▶ _EXERCISE GOAL_:
Could you output the items as a two-column CSV with columns named input and output, one row per item, holding its text and its answer, each in a single quoted field with line breaks turned into spaces? Begin at the start of the items and stop after the line that contains "570 579 L 632".

>> Start PROVIDED DATA

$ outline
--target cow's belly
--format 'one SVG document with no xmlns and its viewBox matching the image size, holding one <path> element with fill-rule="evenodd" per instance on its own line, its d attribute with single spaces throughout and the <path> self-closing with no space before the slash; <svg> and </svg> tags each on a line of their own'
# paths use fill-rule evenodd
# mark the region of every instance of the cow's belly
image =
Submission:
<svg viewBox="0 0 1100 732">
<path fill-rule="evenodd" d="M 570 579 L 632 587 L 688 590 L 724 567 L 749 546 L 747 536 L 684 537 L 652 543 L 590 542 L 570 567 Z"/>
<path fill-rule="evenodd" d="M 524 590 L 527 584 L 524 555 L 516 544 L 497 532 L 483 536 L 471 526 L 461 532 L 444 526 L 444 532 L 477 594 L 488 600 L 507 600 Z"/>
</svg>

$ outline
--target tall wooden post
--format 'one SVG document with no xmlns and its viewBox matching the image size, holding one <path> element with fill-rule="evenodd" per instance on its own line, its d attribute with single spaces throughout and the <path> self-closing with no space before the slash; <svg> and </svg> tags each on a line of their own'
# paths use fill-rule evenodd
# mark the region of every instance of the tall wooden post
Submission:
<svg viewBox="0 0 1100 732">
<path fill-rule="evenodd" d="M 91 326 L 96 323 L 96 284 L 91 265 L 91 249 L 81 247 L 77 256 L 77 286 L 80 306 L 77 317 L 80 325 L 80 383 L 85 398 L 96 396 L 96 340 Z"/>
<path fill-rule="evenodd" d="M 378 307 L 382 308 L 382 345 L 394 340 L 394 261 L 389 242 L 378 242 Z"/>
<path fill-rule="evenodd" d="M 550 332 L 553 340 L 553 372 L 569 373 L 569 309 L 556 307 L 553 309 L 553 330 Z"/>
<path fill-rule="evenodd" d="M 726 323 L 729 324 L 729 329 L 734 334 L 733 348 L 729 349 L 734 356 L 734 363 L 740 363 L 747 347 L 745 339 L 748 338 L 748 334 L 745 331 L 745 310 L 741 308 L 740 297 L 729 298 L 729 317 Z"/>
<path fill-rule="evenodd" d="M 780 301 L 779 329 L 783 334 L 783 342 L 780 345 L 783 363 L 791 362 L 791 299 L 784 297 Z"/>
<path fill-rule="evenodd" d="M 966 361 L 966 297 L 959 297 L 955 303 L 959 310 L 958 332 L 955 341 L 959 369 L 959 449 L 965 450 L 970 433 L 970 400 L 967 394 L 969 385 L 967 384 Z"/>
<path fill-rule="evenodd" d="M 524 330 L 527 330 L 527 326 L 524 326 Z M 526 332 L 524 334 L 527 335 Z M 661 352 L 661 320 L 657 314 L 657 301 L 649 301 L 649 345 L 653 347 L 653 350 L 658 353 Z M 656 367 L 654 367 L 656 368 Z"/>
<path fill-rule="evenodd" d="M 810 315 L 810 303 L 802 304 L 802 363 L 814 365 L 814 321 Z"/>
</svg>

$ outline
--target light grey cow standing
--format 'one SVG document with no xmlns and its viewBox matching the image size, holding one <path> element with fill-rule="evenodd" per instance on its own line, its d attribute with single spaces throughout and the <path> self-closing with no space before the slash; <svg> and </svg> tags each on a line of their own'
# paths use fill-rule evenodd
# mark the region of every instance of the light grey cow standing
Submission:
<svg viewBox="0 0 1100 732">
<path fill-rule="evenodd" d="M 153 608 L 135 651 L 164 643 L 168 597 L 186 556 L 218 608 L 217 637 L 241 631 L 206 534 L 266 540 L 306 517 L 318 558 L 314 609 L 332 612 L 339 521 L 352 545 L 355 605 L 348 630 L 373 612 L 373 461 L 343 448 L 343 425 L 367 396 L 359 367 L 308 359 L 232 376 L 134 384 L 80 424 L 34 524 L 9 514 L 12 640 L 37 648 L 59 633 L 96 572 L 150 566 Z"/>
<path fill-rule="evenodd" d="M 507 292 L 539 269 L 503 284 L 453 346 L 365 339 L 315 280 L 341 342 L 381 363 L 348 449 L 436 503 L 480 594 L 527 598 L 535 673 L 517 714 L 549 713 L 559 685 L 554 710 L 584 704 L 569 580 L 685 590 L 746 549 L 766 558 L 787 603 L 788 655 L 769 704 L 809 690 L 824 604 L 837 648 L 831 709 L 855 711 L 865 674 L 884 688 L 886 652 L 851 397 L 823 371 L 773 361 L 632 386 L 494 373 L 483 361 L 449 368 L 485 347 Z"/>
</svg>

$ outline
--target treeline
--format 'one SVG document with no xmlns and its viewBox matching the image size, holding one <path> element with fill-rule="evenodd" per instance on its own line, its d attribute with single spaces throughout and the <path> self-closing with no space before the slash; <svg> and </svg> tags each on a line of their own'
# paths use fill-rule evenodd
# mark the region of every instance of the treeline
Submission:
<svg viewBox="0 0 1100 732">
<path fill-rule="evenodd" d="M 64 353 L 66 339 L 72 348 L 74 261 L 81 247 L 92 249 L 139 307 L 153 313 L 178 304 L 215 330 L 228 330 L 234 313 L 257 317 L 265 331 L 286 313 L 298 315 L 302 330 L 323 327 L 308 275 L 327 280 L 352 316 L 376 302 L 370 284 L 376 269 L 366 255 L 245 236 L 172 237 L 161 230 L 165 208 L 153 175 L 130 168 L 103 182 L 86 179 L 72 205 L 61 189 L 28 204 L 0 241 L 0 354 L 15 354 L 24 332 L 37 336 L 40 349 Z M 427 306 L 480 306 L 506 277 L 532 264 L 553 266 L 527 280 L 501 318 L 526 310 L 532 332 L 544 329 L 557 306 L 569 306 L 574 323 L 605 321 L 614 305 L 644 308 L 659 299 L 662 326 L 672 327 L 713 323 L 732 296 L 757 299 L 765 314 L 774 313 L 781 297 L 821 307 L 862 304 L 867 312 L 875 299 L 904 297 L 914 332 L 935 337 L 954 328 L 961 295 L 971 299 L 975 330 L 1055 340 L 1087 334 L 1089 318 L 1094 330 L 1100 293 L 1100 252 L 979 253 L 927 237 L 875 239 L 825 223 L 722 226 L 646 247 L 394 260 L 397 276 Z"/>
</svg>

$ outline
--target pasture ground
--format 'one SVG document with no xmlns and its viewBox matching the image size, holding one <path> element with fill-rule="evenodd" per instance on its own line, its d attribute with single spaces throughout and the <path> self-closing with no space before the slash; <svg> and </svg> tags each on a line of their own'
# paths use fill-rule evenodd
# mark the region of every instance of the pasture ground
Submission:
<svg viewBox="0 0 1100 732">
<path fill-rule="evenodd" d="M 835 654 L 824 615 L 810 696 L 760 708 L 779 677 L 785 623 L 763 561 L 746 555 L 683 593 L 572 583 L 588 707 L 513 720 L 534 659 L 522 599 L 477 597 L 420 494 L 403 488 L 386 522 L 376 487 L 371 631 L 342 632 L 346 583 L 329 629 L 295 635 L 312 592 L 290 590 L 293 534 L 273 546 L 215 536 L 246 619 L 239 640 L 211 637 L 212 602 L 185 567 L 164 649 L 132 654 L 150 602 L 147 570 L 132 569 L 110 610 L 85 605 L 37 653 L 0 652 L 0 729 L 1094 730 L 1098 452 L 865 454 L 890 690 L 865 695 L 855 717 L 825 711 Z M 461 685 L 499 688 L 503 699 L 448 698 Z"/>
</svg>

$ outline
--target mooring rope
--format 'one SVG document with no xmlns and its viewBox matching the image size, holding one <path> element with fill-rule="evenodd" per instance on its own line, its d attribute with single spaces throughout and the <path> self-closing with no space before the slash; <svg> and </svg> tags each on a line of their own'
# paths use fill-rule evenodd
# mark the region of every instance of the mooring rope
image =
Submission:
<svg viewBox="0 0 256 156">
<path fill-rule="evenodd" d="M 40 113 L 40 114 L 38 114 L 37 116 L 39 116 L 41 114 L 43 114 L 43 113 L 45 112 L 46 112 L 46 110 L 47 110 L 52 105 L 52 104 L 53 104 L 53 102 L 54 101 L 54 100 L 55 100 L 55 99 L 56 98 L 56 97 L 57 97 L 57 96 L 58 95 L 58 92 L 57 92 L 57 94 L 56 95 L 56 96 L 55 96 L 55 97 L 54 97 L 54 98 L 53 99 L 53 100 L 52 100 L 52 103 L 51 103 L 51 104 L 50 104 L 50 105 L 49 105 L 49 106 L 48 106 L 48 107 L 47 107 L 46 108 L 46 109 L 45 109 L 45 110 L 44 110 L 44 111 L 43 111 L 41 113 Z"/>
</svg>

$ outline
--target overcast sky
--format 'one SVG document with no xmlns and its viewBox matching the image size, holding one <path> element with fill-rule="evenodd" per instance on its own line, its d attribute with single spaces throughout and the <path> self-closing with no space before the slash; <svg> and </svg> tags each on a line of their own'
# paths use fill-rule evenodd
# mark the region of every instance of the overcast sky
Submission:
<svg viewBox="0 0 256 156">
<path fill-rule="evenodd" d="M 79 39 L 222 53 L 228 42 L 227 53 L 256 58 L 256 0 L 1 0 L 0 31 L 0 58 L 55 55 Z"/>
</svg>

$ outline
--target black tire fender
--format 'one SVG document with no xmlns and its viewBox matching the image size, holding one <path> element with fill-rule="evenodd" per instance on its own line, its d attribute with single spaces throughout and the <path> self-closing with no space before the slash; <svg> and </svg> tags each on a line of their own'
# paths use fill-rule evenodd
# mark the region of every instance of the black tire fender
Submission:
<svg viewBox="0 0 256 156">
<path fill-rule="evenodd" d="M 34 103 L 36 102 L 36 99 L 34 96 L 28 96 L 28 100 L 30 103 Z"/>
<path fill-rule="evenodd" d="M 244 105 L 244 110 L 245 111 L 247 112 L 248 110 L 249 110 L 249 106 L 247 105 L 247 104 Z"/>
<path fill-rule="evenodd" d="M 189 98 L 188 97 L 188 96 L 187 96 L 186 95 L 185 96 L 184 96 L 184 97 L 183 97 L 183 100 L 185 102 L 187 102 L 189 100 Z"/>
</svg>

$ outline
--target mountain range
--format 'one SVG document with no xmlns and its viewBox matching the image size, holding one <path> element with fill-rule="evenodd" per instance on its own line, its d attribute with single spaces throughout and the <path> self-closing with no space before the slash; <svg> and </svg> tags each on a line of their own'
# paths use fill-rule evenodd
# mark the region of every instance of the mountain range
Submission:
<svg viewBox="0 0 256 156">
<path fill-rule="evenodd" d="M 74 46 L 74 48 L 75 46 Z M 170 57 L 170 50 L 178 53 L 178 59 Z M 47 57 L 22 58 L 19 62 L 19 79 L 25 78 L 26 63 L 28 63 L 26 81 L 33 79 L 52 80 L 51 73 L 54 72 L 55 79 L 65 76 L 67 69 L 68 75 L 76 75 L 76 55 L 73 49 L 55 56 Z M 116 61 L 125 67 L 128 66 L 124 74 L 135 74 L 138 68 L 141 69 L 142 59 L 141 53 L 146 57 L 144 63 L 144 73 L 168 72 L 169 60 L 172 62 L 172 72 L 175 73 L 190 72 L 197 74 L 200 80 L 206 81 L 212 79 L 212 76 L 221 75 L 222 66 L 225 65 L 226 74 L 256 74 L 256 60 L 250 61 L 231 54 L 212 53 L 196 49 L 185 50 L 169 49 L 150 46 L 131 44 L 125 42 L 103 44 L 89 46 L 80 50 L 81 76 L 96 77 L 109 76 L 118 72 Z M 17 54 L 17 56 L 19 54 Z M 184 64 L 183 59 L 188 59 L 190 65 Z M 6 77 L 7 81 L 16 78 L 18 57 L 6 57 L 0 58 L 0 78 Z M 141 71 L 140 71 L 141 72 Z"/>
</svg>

>> End PROVIDED DATA

▶ _EXERCISE OUTPUT_:
input,output
"$ outline --target cow's belly --format 'one SVG document with no xmlns and its viewBox matching the image size, holding one <path> element with fill-rule=""evenodd"" per instance on its own line, its d attribute with single spaces throughout and the <path> self-closing with no space before the slash; <svg> and </svg> tags each on a line of their own' # paths use fill-rule evenodd # mark the region of every instance of the cow's belly image = Submission:","<svg viewBox=""0 0 1100 732""> <path fill-rule=""evenodd"" d=""M 570 579 L 632 587 L 688 590 L 724 567 L 749 546 L 747 536 L 684 537 L 652 543 L 590 542 L 570 567 Z""/>"